WHAT THE TASK ASKS. Working from the records below, repeat exactly the lines starting at the line that contains "of the white" and ending at the line that contains "of the framed", inclusive.

DATA FOR REVIEW.
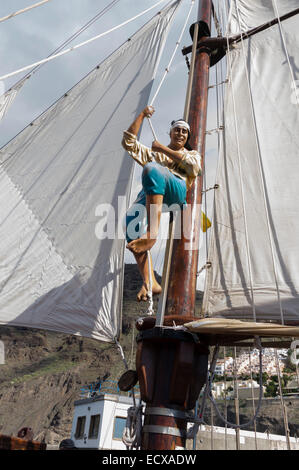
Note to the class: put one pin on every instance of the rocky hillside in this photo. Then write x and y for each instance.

--

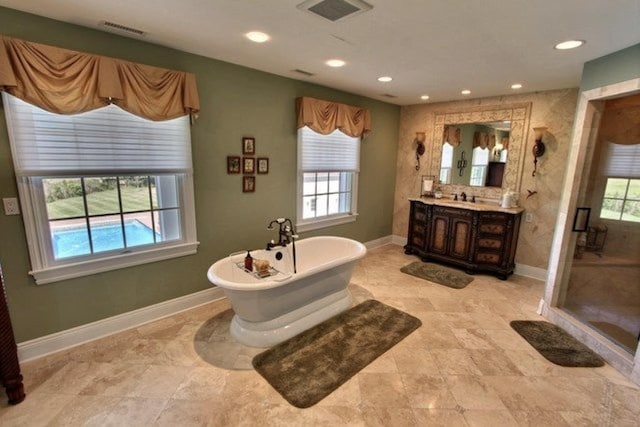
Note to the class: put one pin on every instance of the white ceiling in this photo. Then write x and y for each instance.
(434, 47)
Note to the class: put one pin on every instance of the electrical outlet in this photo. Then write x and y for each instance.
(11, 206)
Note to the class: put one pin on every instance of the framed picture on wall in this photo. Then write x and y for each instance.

...

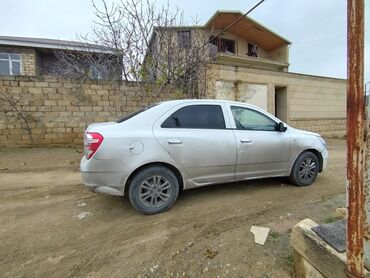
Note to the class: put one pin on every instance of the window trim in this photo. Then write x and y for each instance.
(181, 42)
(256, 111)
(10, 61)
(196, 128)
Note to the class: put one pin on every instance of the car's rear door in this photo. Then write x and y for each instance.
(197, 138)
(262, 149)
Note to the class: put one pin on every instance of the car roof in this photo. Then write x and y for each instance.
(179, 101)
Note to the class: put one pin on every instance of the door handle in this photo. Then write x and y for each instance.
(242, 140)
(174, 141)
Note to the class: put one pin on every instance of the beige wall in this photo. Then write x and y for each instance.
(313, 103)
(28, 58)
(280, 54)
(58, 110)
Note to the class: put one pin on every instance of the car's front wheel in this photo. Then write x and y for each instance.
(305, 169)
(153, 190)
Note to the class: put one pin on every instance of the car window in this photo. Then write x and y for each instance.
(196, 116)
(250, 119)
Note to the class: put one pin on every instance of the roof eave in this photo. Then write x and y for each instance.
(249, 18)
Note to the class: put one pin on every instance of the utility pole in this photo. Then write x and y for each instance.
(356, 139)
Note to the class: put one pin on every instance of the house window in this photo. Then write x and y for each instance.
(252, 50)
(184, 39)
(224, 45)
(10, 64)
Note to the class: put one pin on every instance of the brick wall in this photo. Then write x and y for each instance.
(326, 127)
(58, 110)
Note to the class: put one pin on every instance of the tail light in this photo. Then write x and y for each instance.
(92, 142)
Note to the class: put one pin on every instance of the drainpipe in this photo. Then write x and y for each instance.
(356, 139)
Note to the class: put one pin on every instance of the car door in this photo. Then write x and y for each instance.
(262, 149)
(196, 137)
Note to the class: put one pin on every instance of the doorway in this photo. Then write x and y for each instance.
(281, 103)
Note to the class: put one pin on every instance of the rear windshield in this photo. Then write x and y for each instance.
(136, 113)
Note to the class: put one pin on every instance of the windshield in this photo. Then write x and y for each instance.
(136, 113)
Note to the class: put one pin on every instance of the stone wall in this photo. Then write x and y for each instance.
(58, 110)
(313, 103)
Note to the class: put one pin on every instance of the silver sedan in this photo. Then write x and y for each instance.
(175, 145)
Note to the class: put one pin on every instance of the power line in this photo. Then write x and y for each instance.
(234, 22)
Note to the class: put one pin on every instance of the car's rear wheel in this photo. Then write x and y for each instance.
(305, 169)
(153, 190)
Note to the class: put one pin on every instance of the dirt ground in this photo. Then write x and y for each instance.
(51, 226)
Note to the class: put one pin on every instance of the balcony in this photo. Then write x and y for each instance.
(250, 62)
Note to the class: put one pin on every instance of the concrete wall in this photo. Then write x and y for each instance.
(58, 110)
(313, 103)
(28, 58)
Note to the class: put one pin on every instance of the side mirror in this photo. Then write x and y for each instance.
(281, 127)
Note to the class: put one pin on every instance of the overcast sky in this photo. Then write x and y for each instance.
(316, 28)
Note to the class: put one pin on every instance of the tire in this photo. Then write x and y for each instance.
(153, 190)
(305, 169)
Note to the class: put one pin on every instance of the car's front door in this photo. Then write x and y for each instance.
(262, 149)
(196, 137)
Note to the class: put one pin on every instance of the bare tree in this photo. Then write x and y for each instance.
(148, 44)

REPLY TO THE EXERCISE.
Note to the class: put one pin on every instance of the white ceiling in this photo. Then write x and y for each instance.
(434, 47)
Note to the class: put one pin on every instance of the electrical outlet in this photo. Then write x and y for each instance.
(11, 206)
Note to the class: put one pin on every instance of the framed picture on wall in this photo. Then write x and y for each instance.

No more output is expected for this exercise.